→ INSTRUÇÕES DO EXERCÍCIO: Escreva a continuação do texto sobre as agências de viagens para empresas e a gestão de mobilidade, começando logo depois da última frase.

→ TEXTO PARA LEITURA:
:::

TMC, gestão de mobilidade ou simplesmente gestão corporativa

Ao ler a história dos 45 anos de carreira do Edmar Bull, publicada na 4a. Edição Especial 45 Anos da Editora Panrotas (as anteriores contaram as histórias motivadoras de outros 3 ícones da indústria: Dilson Verçosa, Solange Vabo e Chieko Aoki), deparei-me no final com uma frase do Edmar que me levou a refletir: “As TMCs vão crescer. O que fazemos é gestão de mobilidade, gestão administrativa e consultoria. Não é mais agência de viagens. O cliente está munido de informação”.

A questão me remeteu a um conceito que venho destacando há alguns anos: a agência de viagens especializada no atendimento de empresas passou a ser uma empresa de gestão corporativa, focada no transporte (mobilidade) dos colaboradores das empresas clientes, ou como disse o Edmar: “Não é mais agência de viagens”.

Independentemente do meio de transporte ou de mobilidade (seja aéreo, terrestre ou marítimo), a nova empresa de gestão corporativa conecta todas as partes do processo: o passageiro, a empresa pagante, as cia. aéreas, os meios de hospedagem, os aplicativos de mobilidade urbana, as locadoras de carros, as empresas de ônibus, as corretoras de seguro viagem, os meios de pagamento, entre outros, oferecendo à empresa cliente um conjunto de serviços variados, todos unificados numa única plataforma: o OBT.

O sistema que se convencionou chamar de OBT (online booking tool) nada mais é do que um sistema de gestão de viagens corporativas (ou SGVC), sem o qual, a gestão de mobilidade, transporte ou viagem não seria possível com o nível de eficácia e redução de custos que a economia moderna exige.

Daí vem a grande oportunidade, que algumas TMCs já abraçaram (outras ainda não), relacionada à gestão corporativa mais ampla, aquela que não se limita à gestão de viagens (ou transporte, ou mobilidade) e tampouco à gestão de despesas de viagens (alimentação, deslocamento urbano, combustível, estacionamento, Km rodado, pedágio, serviços acessórios do transporte aéreo etc.) as quais, na verdade, fazem parte do conceito gestão da mobilidade a que se refere o Edmar.

:::

→ DADOS ARMAZENADOS:
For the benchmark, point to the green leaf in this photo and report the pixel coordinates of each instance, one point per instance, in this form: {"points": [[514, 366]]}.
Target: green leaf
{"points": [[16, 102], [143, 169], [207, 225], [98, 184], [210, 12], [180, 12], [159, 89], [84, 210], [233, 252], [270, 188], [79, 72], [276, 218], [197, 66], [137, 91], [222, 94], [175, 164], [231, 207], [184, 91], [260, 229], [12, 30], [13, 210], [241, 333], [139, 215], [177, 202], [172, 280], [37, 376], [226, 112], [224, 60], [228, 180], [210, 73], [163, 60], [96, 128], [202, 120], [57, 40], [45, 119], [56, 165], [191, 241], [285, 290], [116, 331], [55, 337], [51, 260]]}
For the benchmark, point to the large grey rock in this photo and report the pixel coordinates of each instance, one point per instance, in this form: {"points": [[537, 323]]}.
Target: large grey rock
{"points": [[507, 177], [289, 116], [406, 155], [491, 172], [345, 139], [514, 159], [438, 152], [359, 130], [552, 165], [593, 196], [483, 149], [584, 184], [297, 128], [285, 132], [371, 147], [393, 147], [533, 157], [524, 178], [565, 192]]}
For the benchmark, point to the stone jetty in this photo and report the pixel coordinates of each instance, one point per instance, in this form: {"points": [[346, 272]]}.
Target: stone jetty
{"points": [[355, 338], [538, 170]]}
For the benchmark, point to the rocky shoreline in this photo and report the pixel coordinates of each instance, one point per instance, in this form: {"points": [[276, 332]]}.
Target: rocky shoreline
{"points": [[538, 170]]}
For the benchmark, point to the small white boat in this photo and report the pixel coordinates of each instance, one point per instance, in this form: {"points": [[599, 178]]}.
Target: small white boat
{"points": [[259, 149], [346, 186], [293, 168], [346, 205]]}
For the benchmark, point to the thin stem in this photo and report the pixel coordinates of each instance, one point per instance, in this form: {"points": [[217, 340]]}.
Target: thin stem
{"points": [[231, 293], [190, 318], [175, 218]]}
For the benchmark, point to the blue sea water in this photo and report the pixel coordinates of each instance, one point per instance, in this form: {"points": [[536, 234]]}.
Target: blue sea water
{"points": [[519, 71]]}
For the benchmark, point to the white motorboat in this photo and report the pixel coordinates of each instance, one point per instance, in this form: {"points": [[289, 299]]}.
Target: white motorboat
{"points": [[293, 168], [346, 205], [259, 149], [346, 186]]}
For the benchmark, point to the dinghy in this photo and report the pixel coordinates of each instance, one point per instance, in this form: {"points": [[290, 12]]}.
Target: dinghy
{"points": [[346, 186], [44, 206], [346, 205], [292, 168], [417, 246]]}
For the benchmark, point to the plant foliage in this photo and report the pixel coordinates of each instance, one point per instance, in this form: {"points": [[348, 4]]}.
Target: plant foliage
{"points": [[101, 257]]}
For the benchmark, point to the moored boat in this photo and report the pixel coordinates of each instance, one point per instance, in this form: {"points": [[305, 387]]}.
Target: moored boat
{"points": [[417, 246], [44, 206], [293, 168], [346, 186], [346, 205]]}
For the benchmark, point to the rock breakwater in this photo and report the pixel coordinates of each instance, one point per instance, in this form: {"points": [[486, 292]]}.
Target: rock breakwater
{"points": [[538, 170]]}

:::

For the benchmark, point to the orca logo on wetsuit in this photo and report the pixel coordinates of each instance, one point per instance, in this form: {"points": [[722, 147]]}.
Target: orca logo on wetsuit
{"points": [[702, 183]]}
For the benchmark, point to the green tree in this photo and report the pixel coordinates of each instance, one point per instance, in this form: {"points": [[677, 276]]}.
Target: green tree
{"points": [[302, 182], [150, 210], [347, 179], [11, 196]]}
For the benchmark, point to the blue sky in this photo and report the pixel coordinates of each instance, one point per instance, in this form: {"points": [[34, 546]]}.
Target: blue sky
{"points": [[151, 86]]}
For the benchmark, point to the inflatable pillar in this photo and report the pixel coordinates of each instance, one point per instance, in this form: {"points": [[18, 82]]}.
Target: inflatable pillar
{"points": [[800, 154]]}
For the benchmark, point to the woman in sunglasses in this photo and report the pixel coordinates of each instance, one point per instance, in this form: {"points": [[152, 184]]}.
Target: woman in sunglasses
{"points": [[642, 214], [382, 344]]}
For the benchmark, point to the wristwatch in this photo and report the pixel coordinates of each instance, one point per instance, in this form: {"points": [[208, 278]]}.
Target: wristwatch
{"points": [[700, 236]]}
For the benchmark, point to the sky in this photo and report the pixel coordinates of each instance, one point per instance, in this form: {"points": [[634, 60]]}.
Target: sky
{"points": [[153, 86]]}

:::

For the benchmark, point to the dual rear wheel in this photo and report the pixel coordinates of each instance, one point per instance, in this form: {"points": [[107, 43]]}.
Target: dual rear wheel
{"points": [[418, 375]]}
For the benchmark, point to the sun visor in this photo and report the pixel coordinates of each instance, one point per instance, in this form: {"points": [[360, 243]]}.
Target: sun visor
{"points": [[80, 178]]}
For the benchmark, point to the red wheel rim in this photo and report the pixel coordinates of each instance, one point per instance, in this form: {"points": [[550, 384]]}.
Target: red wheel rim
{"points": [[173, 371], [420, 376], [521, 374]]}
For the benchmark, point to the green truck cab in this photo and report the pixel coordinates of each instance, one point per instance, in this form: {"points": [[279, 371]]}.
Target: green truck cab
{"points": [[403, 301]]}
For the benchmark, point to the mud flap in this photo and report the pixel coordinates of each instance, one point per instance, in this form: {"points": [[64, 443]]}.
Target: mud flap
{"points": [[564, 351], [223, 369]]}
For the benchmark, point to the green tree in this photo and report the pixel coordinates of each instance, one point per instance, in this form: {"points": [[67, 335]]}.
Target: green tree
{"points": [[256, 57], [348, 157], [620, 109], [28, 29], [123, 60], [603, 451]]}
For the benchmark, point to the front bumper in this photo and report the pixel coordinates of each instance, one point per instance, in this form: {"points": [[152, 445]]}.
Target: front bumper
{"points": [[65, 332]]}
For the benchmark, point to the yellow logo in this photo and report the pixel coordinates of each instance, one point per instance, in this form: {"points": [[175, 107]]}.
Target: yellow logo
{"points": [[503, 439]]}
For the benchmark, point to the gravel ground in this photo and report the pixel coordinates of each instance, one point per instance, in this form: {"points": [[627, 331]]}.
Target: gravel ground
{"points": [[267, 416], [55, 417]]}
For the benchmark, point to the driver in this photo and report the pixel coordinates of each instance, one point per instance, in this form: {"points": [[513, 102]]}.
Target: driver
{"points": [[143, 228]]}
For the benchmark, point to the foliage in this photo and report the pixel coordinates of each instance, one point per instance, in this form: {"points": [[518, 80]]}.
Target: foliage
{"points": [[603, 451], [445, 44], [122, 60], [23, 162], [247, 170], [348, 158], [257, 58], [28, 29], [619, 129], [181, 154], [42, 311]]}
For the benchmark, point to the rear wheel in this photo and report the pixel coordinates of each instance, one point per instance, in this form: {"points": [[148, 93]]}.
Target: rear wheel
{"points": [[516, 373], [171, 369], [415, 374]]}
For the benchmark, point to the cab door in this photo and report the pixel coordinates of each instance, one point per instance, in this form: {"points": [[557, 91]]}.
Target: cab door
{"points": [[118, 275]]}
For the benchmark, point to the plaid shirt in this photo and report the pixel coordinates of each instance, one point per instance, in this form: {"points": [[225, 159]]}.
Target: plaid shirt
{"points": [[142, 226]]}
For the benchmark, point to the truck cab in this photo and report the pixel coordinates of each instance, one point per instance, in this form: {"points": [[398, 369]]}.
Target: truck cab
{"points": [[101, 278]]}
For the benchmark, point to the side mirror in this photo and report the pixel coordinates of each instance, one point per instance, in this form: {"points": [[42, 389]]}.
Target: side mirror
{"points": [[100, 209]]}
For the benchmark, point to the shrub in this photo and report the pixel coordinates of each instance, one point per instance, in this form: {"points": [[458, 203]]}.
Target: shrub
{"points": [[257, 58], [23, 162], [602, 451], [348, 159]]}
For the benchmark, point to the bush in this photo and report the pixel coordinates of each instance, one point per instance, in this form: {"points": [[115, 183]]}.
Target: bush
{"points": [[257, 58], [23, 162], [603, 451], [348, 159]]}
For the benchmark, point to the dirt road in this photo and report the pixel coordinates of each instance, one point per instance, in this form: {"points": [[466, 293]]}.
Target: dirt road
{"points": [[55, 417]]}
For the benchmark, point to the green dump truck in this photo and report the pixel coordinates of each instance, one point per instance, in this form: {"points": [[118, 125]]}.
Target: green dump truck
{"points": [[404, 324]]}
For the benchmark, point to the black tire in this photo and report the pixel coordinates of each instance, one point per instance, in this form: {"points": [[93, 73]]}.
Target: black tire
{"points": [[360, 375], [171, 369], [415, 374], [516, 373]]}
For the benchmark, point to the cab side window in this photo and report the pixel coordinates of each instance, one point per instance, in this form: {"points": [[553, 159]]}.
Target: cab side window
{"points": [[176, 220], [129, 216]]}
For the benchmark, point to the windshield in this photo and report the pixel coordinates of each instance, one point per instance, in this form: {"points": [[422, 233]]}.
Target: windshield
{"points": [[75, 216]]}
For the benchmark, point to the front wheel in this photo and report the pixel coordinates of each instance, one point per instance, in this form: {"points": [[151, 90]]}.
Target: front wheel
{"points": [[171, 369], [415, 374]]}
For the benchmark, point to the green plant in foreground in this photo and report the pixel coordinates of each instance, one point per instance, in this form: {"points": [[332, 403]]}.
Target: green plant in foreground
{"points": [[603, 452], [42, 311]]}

:::

→ RESULTADO DO EXERCÍCIO:
Mas eu pergunto: por que não contribuir também na gestão corporativa relacionada a despesas não vinculadas necessariamente a viagens (ou transporte ou mobilidade)?

A gama de despesas de uma corporação é um verdadeiro manancial de oportunidades para uma agência de gestão corporativa, incluindo, mas não se limitando, a despesas administrativas, de marketing, de treinamento, de eventos, de RH, de suprimentos, de manutenção predial, etc e todos esses gastos podem e devem ser controladas através de tecnologia operada por uma empresa especializada em gestão corporativa.

Assim como atualmente é mandatório para uma TMC dispor da tecnologia oferecida por um SGVC (ou OBT), da mesma forma, um sistema completo de expense management é a porta de entrada para este novo mercado, que as TMCs já vêm desbravando há quase uma década, mas ainda focadas no mote viagens, transporte ou mobilidade, desperdiçando uma gigantesca oportunidade de negócio.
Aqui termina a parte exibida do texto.